* **How to complete this task**: For each statement, say yes or no to whether it agrees with the trial summary, and quote the words that decide it: (a) every participating home received training in person-centered care; (b) mortality was a primary outcome measure; (c) each home was assigned to only one intervention.

*** Opening Selected excerpt ***

This study evaluated the impact of antipsychotic review, social interaction, and exercise, in conjunction with person-centered care, on antipsychotic use, agitation, and depression in people with dementia living in nursing homes.


A cluster-randomized factorial controlled trial with two replications was conducted in people with dementia in 16 U.K. nursing homes. All homes received training in person-centered care. Eight homes were randomly assigned to antipsychotic review, to a social interaction intervention, and to an exercise intervention for 9 months, with most homes assigned to more than one intervention. The primary outcome measures were antipsychotic use, agitation, and depression. Secondary outcome measures were overall neuropsychiatric symptoms and mortality.

*** Closing Selected excerpt ***
*** Opening Source information ***

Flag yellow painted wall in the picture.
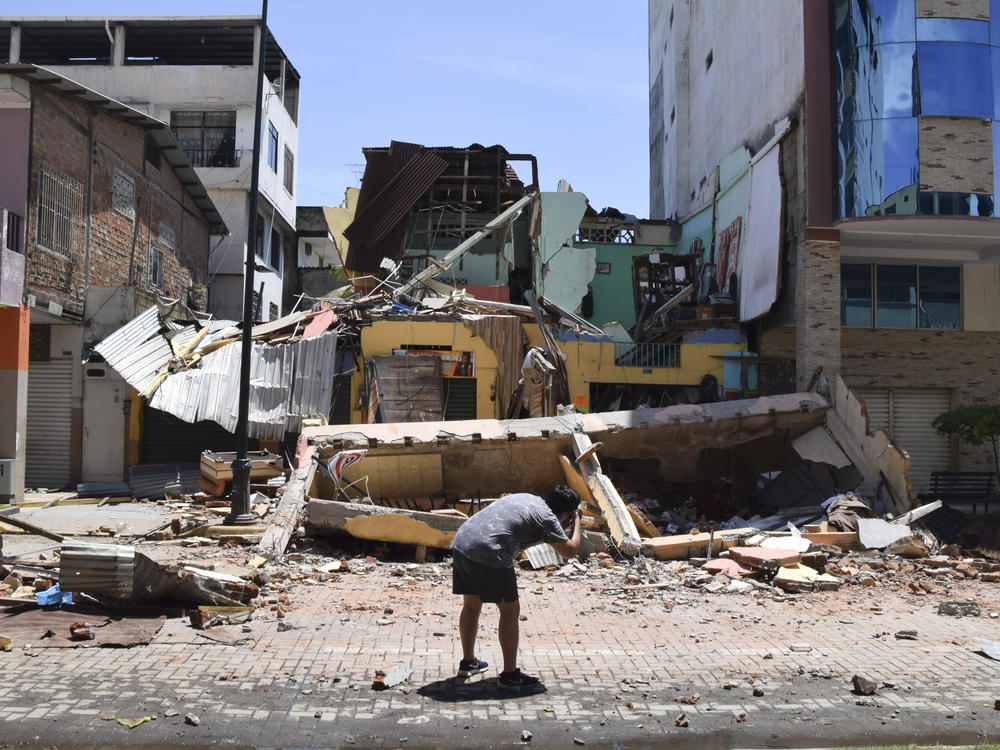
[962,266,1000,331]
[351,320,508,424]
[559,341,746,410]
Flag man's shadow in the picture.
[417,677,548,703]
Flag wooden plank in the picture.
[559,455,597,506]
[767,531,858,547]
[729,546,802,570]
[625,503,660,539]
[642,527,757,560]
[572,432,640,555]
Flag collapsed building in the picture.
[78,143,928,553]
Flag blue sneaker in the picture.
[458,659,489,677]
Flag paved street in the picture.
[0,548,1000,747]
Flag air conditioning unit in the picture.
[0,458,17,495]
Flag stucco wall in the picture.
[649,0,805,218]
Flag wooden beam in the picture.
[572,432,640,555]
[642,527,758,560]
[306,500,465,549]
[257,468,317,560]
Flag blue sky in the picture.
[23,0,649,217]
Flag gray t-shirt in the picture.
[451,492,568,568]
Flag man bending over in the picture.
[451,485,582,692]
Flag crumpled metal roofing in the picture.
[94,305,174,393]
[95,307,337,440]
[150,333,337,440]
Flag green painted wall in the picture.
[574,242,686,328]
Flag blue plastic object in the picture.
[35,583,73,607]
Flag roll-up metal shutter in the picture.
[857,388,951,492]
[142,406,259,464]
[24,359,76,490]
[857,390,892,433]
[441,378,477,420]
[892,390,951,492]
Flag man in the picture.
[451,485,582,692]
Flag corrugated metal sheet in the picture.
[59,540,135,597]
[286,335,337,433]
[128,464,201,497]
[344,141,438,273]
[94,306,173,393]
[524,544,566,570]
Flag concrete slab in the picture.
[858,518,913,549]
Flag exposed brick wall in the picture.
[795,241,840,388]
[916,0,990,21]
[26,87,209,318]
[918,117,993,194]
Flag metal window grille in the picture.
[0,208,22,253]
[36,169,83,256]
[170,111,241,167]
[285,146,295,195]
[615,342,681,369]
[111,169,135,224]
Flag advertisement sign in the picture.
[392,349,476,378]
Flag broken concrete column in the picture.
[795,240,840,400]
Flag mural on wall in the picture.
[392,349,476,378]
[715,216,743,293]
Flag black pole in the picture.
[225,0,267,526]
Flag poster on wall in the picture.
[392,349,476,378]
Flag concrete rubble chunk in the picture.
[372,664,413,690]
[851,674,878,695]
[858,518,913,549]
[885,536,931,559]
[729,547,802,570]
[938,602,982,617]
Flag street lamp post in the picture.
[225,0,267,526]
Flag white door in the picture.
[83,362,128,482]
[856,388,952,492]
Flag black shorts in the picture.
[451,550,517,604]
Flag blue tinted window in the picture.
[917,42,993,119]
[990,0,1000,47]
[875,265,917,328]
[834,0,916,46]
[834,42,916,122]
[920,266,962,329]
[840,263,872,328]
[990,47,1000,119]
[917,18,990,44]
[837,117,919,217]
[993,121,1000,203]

*** Closing Source information ***
*** Opening Source information ***

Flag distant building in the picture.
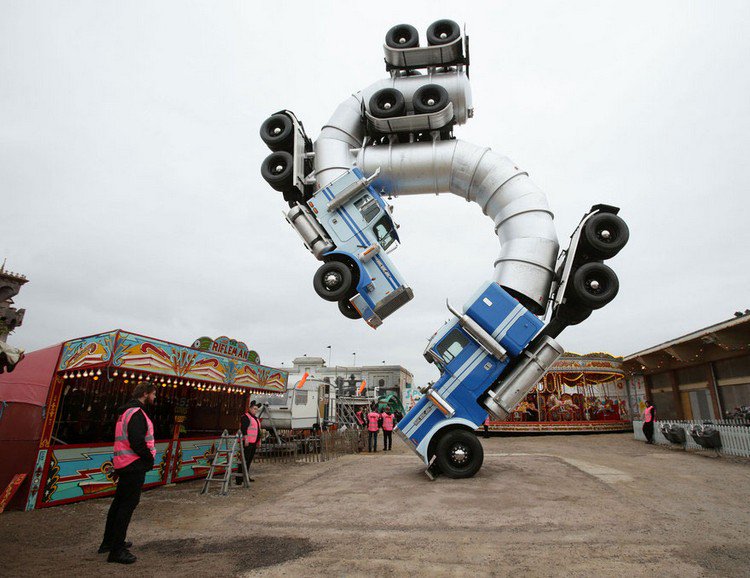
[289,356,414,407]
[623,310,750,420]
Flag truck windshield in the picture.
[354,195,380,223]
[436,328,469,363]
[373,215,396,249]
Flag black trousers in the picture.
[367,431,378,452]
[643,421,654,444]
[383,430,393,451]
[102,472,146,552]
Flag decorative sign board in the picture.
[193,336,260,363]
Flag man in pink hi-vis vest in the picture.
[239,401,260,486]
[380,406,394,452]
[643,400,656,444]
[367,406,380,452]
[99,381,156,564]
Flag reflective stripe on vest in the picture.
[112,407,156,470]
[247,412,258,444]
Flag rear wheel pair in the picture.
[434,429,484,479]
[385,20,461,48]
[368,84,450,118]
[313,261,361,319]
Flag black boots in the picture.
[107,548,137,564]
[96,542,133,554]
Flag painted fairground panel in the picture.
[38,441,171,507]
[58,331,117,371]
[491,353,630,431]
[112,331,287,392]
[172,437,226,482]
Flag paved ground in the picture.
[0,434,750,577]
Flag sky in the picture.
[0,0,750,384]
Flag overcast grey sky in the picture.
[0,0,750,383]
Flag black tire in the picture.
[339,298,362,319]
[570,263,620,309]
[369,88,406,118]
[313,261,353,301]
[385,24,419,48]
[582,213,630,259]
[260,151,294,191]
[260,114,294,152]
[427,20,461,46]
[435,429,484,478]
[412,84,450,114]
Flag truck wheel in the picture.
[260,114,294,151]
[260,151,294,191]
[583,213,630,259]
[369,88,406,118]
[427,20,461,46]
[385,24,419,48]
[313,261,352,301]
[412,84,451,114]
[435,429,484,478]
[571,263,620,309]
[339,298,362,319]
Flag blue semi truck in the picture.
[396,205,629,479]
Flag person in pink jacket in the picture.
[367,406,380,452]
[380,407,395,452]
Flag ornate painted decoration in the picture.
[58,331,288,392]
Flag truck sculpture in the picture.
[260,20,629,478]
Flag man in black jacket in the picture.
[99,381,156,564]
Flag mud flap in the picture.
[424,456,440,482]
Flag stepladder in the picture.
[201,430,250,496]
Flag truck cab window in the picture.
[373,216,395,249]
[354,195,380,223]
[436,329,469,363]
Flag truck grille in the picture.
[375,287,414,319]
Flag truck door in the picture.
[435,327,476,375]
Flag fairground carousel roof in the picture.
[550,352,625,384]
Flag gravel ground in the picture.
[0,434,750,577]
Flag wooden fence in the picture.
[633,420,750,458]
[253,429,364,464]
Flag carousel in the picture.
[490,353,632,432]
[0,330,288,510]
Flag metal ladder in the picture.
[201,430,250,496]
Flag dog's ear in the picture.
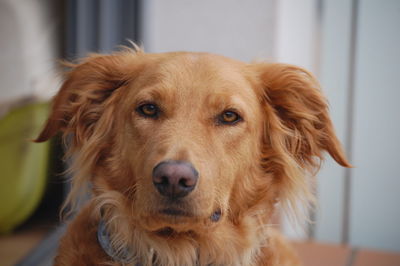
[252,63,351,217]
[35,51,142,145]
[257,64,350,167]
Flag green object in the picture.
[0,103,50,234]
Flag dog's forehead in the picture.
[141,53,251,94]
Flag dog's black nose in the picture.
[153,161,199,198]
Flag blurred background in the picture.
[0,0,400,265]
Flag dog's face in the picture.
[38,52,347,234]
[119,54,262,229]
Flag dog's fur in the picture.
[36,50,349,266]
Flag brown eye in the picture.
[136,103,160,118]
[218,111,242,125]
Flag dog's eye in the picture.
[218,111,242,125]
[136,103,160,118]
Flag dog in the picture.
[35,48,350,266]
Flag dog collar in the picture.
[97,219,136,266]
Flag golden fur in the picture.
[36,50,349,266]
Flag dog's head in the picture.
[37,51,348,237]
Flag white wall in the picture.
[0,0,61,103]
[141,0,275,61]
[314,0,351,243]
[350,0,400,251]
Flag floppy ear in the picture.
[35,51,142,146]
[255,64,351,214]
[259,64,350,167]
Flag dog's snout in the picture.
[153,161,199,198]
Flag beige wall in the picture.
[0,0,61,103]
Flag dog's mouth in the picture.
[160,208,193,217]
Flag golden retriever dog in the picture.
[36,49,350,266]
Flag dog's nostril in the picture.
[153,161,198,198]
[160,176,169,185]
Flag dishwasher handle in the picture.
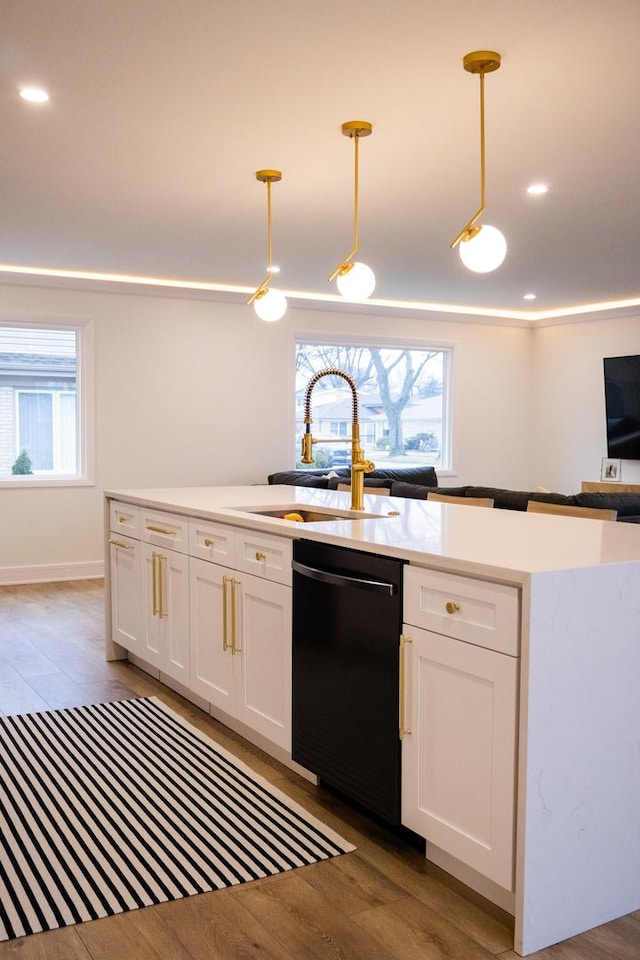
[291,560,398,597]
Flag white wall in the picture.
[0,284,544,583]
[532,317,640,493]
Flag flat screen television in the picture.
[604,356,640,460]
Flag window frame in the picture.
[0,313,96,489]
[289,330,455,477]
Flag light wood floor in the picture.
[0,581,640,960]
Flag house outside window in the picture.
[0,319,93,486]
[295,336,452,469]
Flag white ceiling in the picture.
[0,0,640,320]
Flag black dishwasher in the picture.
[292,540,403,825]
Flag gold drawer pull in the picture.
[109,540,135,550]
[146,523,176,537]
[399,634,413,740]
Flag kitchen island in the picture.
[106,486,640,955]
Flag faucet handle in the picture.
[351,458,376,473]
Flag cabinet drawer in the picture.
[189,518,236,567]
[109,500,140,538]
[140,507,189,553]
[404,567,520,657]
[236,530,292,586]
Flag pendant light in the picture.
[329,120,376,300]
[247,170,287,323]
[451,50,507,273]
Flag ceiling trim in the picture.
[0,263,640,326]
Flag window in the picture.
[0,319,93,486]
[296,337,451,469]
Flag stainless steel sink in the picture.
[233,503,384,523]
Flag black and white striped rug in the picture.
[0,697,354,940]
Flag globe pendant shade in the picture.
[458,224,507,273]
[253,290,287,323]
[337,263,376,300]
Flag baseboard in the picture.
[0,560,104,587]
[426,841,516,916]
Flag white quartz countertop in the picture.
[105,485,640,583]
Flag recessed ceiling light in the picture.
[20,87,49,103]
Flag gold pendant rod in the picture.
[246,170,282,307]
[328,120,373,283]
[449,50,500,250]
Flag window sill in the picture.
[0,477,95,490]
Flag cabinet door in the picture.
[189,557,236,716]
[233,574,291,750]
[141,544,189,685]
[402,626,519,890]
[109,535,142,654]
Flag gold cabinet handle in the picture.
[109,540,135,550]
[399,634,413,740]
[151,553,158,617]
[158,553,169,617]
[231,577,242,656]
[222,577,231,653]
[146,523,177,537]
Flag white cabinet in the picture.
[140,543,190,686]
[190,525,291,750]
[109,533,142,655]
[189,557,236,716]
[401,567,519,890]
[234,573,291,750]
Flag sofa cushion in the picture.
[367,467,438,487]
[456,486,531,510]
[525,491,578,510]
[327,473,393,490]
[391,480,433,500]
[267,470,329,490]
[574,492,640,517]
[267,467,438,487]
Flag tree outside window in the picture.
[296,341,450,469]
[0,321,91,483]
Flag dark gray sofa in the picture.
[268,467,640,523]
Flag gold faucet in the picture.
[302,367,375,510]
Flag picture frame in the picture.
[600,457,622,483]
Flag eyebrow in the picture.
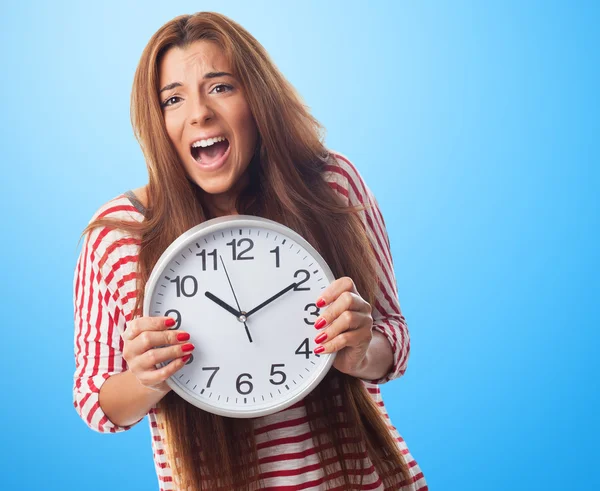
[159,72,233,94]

*** Closing Source information ***

* **Exercise response**:
(a) Yes: "All homes received training in person-centered care."
(b) No: "Secondary outcome measures were overall neuropsychiatric symptoms and mortality."
(c) No: "with most homes assigned to more than one intervention."